*What you need to do*: Which lines in the records below contain the word "umbrella"? Locate each one and copy it out in full.

*Provided material*:
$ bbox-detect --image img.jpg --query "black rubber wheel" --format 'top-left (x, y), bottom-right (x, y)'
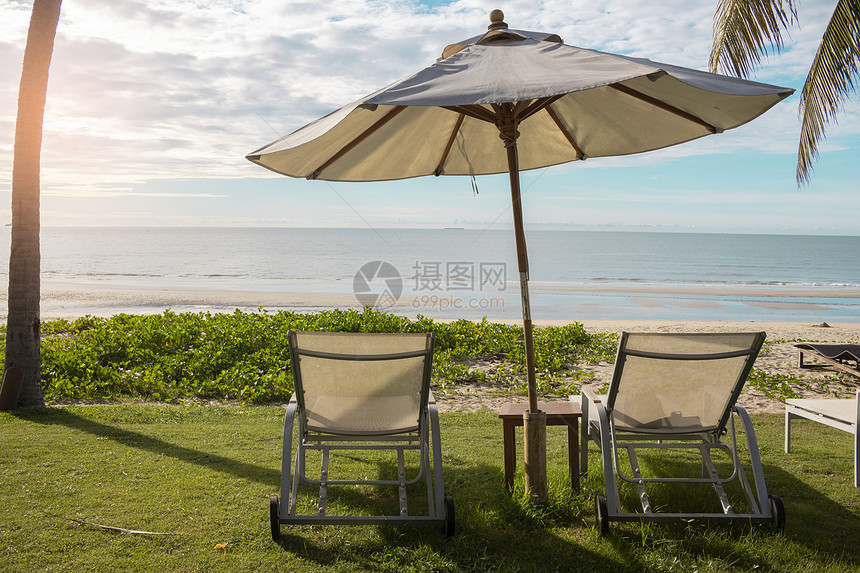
top-left (269, 495), bottom-right (281, 543)
top-left (445, 497), bottom-right (454, 537)
top-left (767, 495), bottom-right (785, 533)
top-left (594, 494), bottom-right (609, 535)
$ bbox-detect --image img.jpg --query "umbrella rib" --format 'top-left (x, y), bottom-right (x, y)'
top-left (310, 105), bottom-right (406, 179)
top-left (520, 94), bottom-right (566, 121)
top-left (609, 84), bottom-right (723, 133)
top-left (433, 113), bottom-right (466, 177)
top-left (544, 105), bottom-right (585, 161)
top-left (442, 105), bottom-right (496, 123)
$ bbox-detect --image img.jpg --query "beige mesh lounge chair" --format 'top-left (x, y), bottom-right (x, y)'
top-left (785, 390), bottom-right (860, 487)
top-left (571, 332), bottom-right (785, 534)
top-left (270, 331), bottom-right (454, 541)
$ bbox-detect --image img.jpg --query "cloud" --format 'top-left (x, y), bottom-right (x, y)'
top-left (0, 0), bottom-right (860, 230)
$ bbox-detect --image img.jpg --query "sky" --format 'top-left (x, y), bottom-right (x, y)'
top-left (0, 0), bottom-right (860, 236)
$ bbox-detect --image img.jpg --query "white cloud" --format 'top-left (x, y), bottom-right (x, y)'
top-left (0, 0), bottom-right (860, 230)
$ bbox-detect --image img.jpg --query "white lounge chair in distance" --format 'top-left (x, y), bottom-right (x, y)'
top-left (270, 331), bottom-right (454, 541)
top-left (785, 390), bottom-right (860, 487)
top-left (570, 332), bottom-right (785, 534)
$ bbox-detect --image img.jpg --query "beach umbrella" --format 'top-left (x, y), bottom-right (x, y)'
top-left (247, 10), bottom-right (794, 499)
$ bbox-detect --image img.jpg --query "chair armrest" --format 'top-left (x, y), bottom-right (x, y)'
top-left (579, 386), bottom-right (606, 403)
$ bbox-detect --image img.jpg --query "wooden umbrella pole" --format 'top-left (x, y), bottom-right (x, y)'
top-left (507, 141), bottom-right (538, 412)
top-left (497, 106), bottom-right (549, 503)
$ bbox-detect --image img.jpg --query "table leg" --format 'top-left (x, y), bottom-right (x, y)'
top-left (567, 418), bottom-right (579, 491)
top-left (502, 420), bottom-right (517, 490)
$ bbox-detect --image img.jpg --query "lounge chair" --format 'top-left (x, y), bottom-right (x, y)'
top-left (270, 331), bottom-right (454, 541)
top-left (785, 390), bottom-right (860, 487)
top-left (794, 342), bottom-right (860, 376)
top-left (570, 332), bottom-right (785, 534)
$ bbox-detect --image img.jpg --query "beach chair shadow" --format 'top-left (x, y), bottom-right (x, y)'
top-left (269, 331), bottom-right (454, 541)
top-left (570, 332), bottom-right (785, 533)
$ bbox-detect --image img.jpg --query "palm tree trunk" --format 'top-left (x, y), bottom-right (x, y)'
top-left (4, 0), bottom-right (62, 406)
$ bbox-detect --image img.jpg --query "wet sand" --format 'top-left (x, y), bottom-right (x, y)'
top-left (11, 279), bottom-right (860, 412)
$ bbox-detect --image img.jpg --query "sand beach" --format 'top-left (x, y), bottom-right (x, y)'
top-left (437, 320), bottom-right (860, 413)
top-left (16, 280), bottom-right (860, 413)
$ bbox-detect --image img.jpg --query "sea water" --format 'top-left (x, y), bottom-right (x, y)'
top-left (0, 227), bottom-right (860, 322)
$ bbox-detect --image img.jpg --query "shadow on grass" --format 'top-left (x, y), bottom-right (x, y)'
top-left (268, 459), bottom-right (649, 572)
top-left (593, 452), bottom-right (860, 570)
top-left (16, 409), bottom-right (281, 486)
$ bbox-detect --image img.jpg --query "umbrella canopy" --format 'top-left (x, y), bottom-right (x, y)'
top-left (247, 10), bottom-right (794, 501)
top-left (248, 16), bottom-right (793, 181)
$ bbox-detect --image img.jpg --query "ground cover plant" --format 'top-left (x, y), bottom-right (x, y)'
top-left (0, 404), bottom-right (860, 573)
top-left (0, 308), bottom-right (614, 404)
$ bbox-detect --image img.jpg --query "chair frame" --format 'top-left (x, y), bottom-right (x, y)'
top-left (570, 332), bottom-right (785, 534)
top-left (270, 331), bottom-right (454, 541)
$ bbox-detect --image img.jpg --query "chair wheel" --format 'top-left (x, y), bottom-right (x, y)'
top-left (445, 497), bottom-right (454, 537)
top-left (767, 495), bottom-right (785, 533)
top-left (269, 495), bottom-right (281, 543)
top-left (594, 494), bottom-right (609, 535)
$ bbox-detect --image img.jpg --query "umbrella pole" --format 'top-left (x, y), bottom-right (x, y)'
top-left (505, 135), bottom-right (548, 503)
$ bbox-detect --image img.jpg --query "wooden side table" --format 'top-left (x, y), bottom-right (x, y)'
top-left (499, 402), bottom-right (582, 491)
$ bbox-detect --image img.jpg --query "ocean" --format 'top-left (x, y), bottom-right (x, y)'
top-left (0, 227), bottom-right (860, 322)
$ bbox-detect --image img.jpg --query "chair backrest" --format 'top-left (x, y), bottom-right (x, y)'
top-left (288, 331), bottom-right (434, 436)
top-left (607, 332), bottom-right (765, 434)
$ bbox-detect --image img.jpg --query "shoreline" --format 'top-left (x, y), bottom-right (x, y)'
top-left (6, 277), bottom-right (860, 323)
top-left (15, 279), bottom-right (860, 413)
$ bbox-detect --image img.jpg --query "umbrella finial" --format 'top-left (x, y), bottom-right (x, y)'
top-left (487, 9), bottom-right (508, 30)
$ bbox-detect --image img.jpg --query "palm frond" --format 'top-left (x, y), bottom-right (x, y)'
top-left (796, 0), bottom-right (860, 185)
top-left (708, 0), bottom-right (797, 78)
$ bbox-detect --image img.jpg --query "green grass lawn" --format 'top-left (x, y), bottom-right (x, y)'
top-left (0, 405), bottom-right (860, 573)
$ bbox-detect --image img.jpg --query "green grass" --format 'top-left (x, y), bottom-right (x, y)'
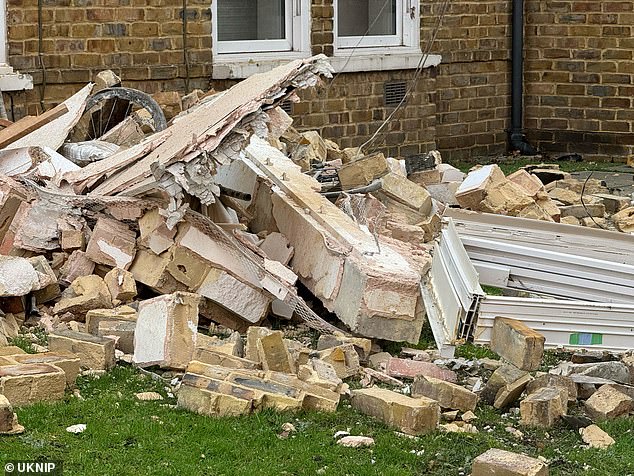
top-left (449, 157), bottom-right (623, 175)
top-left (0, 366), bottom-right (634, 476)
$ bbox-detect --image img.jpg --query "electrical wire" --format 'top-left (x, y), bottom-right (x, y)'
top-left (358, 0), bottom-right (450, 156)
top-left (180, 0), bottom-right (190, 94)
top-left (37, 0), bottom-right (46, 112)
top-left (322, 0), bottom-right (392, 102)
top-left (581, 172), bottom-right (607, 230)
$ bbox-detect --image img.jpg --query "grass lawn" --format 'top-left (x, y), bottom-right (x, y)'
top-left (0, 366), bottom-right (634, 476)
top-left (448, 156), bottom-right (625, 175)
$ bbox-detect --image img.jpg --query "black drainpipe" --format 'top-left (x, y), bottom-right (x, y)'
top-left (509, 0), bottom-right (537, 155)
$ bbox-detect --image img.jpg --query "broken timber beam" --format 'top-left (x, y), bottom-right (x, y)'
top-left (239, 136), bottom-right (424, 342)
top-left (0, 103), bottom-right (68, 148)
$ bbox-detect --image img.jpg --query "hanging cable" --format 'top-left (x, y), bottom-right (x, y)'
top-left (322, 0), bottom-right (392, 102)
top-left (358, 0), bottom-right (450, 156)
top-left (37, 0), bottom-right (46, 112)
top-left (180, 0), bottom-right (190, 94)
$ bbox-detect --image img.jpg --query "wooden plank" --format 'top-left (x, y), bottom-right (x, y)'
top-left (0, 103), bottom-right (68, 147)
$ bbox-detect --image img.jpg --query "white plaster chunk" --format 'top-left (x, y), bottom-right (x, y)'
top-left (0, 256), bottom-right (39, 296)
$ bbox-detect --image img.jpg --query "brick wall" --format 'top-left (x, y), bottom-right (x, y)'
top-left (282, 0), bottom-right (436, 157)
top-left (7, 0), bottom-right (211, 117)
top-left (421, 0), bottom-right (511, 160)
top-left (525, 0), bottom-right (634, 158)
top-left (293, 69), bottom-right (436, 157)
top-left (7, 0), bottom-right (634, 160)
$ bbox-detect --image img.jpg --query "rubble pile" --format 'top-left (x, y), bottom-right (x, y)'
top-left (0, 56), bottom-right (634, 475)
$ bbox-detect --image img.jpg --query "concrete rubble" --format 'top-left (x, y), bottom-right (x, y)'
top-left (0, 55), bottom-right (634, 476)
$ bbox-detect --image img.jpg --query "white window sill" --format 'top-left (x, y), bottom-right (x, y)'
top-left (211, 51), bottom-right (310, 79)
top-left (0, 63), bottom-right (33, 91)
top-left (211, 48), bottom-right (442, 79)
top-left (329, 48), bottom-right (442, 73)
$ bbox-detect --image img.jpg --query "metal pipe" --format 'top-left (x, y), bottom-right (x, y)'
top-left (509, 0), bottom-right (537, 155)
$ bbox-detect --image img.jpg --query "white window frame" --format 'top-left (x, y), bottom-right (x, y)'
top-left (334, 0), bottom-right (408, 48)
top-left (330, 0), bottom-right (442, 73)
top-left (212, 0), bottom-right (292, 54)
top-left (211, 0), bottom-right (311, 79)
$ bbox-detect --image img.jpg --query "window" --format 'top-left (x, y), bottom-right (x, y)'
top-left (212, 0), bottom-right (308, 54)
top-left (335, 0), bottom-right (420, 49)
top-left (330, 0), bottom-right (441, 72)
top-left (337, 0), bottom-right (403, 48)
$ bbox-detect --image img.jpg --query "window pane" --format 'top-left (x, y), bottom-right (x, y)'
top-left (217, 0), bottom-right (288, 41)
top-left (337, 0), bottom-right (397, 36)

*Completed task*:
$ bbox-detect --image img.jpg --query "umbrella rib" --format 'top-left (x, y), bottom-right (x, y)'
$ bbox-detect --image img.jpg --query "beach umbrella" --format 'top-left (x, y), bottom-right (x, y)'
$ bbox-detect --image img.jpg --query "wooden umbrella pole" --format 'top-left (x, y), bottom-right (x, y)'
$ bbox-detect --image img.jpg --query "umbrella canopy" --format 'top-left (x, y), bottom-right (x, y)'
$ bbox-detect --image img.jpg --query "umbrella pole" --format 'top-left (x, y), bottom-right (x, y)'
$ bbox-detect --image img.jpg --query "umbrella finial" --format 'top-left (x, y), bottom-right (x, y)'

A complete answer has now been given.